Set all the material down again unchanged, without the pictures.

• Point-based annotation data:
========================
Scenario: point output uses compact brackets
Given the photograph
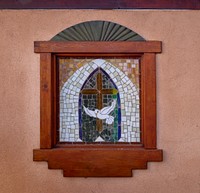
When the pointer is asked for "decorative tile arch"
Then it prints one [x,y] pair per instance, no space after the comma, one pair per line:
[97,31]
[69,100]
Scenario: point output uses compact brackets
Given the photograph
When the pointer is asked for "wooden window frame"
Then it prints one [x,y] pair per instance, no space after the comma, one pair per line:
[97,160]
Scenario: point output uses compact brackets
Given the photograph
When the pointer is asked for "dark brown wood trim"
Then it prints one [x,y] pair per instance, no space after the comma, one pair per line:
[46,108]
[148,99]
[99,4]
[98,47]
[83,162]
[100,160]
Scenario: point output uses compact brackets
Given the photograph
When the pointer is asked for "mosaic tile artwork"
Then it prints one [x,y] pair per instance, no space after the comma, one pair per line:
[99,100]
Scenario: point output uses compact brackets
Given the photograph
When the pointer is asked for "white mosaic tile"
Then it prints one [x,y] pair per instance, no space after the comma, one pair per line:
[127,91]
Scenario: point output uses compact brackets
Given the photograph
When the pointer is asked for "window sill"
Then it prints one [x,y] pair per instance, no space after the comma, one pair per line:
[87,162]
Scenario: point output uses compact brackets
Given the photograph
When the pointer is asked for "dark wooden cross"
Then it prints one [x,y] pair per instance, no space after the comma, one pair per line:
[99,91]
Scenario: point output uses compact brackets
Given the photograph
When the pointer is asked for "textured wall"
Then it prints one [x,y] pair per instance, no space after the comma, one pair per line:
[178,94]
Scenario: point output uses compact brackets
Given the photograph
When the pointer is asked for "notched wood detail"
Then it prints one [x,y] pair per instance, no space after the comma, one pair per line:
[83,162]
[98,47]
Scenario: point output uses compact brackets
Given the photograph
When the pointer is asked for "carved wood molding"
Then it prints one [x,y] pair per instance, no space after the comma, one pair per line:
[96,162]
[99,160]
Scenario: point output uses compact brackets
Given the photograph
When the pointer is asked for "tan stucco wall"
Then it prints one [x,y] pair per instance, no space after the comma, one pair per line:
[178,93]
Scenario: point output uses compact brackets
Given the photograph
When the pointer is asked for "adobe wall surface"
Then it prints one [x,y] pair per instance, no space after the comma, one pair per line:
[178,92]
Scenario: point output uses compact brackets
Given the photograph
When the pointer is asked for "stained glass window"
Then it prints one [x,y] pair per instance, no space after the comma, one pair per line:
[99,109]
[99,100]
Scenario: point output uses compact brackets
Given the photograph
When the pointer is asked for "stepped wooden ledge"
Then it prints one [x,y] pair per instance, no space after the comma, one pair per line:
[88,162]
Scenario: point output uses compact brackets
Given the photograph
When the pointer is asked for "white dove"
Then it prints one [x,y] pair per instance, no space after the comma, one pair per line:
[103,113]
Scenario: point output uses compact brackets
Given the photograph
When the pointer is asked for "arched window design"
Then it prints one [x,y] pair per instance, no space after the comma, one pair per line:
[95,84]
[98,100]
[99,109]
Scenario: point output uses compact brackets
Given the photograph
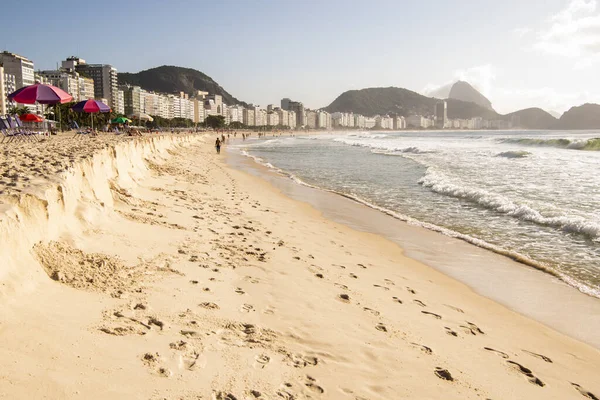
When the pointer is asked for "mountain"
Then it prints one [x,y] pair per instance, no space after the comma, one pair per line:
[586,116]
[555,114]
[442,92]
[393,100]
[532,118]
[462,90]
[171,79]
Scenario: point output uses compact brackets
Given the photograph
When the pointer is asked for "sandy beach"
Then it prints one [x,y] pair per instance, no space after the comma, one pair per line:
[149,269]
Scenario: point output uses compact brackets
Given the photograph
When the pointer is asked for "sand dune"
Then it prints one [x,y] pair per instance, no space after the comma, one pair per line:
[151,270]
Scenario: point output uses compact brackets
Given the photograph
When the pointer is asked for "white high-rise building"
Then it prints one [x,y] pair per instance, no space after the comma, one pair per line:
[20,67]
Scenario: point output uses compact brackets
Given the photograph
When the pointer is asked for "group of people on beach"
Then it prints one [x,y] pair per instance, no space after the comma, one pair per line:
[222,139]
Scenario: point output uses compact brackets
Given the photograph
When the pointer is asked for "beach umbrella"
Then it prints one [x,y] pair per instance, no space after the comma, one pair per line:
[30,118]
[40,93]
[120,120]
[91,107]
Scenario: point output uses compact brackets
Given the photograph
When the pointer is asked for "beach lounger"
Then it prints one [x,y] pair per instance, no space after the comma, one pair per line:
[28,133]
[82,132]
[8,134]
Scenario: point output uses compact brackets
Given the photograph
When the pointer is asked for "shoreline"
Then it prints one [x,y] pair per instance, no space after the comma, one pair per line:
[163,273]
[535,289]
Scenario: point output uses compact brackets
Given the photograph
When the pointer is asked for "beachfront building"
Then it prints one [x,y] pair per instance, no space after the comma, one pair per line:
[213,104]
[311,119]
[22,69]
[284,116]
[248,117]
[399,123]
[384,122]
[7,86]
[104,77]
[86,88]
[119,102]
[272,118]
[18,66]
[133,99]
[416,121]
[359,121]
[441,114]
[297,107]
[370,122]
[236,113]
[183,107]
[67,81]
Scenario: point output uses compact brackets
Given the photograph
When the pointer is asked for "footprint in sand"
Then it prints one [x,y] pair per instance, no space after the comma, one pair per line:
========================
• Worked solution:
Scenario: point output uses compact brackets
Given the photograph
When the pointer is asked for "decorative tile arch"
Then it prints one [x,y] pair per instance, no space after the comma, one pair per line:
[97,31]
[69,100]
Scenario: point output uses compact brackets
Given the photograph
When the pointer is asked for "wooden window frame"
Then it prints one [x,y] pair per instance, no space after the comma, one pair per line:
[97,160]
Scenario: point output uses compact brackets
Given the photograph
When the pointer is asked for "dark brown wood trim"
Then it prints one [x,y] pair per instance, no space after the comma, one pair per line:
[46,108]
[148,99]
[99,4]
[98,47]
[83,162]
[100,160]
Scenario: point output uses compact brackets
Given the photograph
When the pointer is asked for "mosaic tile artwork"
Then it prints one [x,y] pair per instance, no space after the comma, one pair per line:
[99,100]
Scenario: point output uses compact brackets
Given the photograph
When the pointer is asked for "white mosaic tile"
Then it prints one [x,y] pair per instance, no space after the comma, one pair per line:
[127,91]
Scenario: point output uses compact brackets
Given the photograph
When the pointer is asked for "window sill"
Then it prints one [x,y] pair per instance, no space after the comma, one pair per line:
[87,162]
Scenario: point output uses compact brackets
Given the photograph
When the pointer is asked for "dark wooden cross"
Then it prints one [x,y] pair per instance, no space after the comma, one pair per line:
[99,91]
Scenario: point output uses compact brackets
Given the photograph
When the pointer is asked for "textured wall"
Then it prints one [x,y] pair per instance, no space after the comma, one pair per line:
[178,94]
Scenario: point output uses compact brackets
Given the photograph
When the pointer is asked for "notched wood detail"
Then it prints one [x,y] pair per instance, no space after the comma, one pair per line:
[83,162]
[98,47]
Scenario: point output uses compact brackets
Given the photograph
When the pointer is asked for "carved wood molding"
Then it prints one [x,y] pair per instance, no space after the comma, one pair per line:
[96,162]
[99,160]
Scenario: point output uses compact brackets
Given the photograph
When the pointer is asked for "tan stucco wall"
Then it prints one [x,y] pair per instance, no space after the comma, one pair per line:
[178,93]
Scenario: point output uses compact brackets
Given the photograph
When the pointer is asked for "adobe wall surface"
Then it prints one [x,y] pair per instance, no space after the comma, one pair per line:
[178,92]
Scenario: point output uses compact brackets
Given the photograph
When the pointer is asked for "stained glass window"
Then it prints one [x,y] pair per instance, no space after the comma, one pair per line:
[99,109]
[99,100]
Scenario: point output uses compact brackets
Given the photograph
When the pointer is asked for "stepped wooden ledge"
Then it prints one [x,y] pair per instance, no space after the comma, one pair per line:
[88,162]
Scenario: point output uses compact brackets
Given the photograph
When the pointer is asked for "white dove"
Then it prints one [x,y] pair per instance, no space after the comma, one pair per line:
[103,113]
Scenario: point output uses compact brackets
Given the photograph
When the pointer is asked for "arched window design"
Then it prints one [x,y] pair per instance, no space after the comma, one pair per line:
[95,84]
[98,100]
[99,109]
Scenario: point output uses compact brackets
Given the photograph
When the pointer is asked for "mountain"
Then it prints one [x,y] pair per instance, no space after the comma, one pair per line:
[586,116]
[555,114]
[442,92]
[393,100]
[532,118]
[462,90]
[171,79]
Scenario: point output uses compact brackets
Given the photograph
When the pointer is asked for "sandy beach"
Then it prints one [x,y] pair per instance, no space after the comma, one pair per line:
[149,269]
Scenario: point output uses compact brackets
Given the photograph
When the pointer is asked for "sand dune"
Then it prints one [x,y] pair per instance, no space after the comma, one pair per line:
[151,270]
Scenario: point output uses compact brackets
Given the photograph
When the pointer is asked for "white high-rise building"
Then it prints one [x,y] pair per instance, no space after the comma, one pair per line:
[20,67]
Scenario: point output uses compact brackets
Given the photograph
When the pointer is asked for "group of people on beach"
Then it prints one [x,y] pair per instance, no space after the comma, one pair per line:
[222,139]
Scenario: point output uses compact brackets
Given the photograph
When the pointer is asked for "beach umbrella"
Then it prints one [x,y] pair per instance, no space after the comma, one pair per line:
[30,118]
[40,93]
[120,120]
[91,107]
Scenario: point output uses compact brackets
Given the photograph
When the pointer is asked for "beach lounger"
Then it prints one [x,y] pair per instance, no space after the comma, one pair per line:
[28,133]
[82,132]
[8,134]
Scenario: point output uses compact brackets
Given the photograph
When the pointer is asked for "shoreline"
Then it prints one [x,y] pair per instance, no space after the comma, one pair per line:
[163,273]
[535,289]
Scenario: point output uses compact brackets
Given the photograph
When the pointer is asked for "beachfront building"
Then it prints one [x,y] pair per instance, no space after the comma, one pair per line:
[213,104]
[311,119]
[22,69]
[284,116]
[248,117]
[399,123]
[384,122]
[7,86]
[104,77]
[86,88]
[119,102]
[272,118]
[18,66]
[133,99]
[416,121]
[359,121]
[441,114]
[297,107]
[370,122]
[236,113]
[183,107]
[67,81]
Scenario: point output uses compact brackets
Given the photograph
When the pointer is asked for "footprint in sand"
Then it prints one [x,y] pair per instance, no space after the comma, one pair per line:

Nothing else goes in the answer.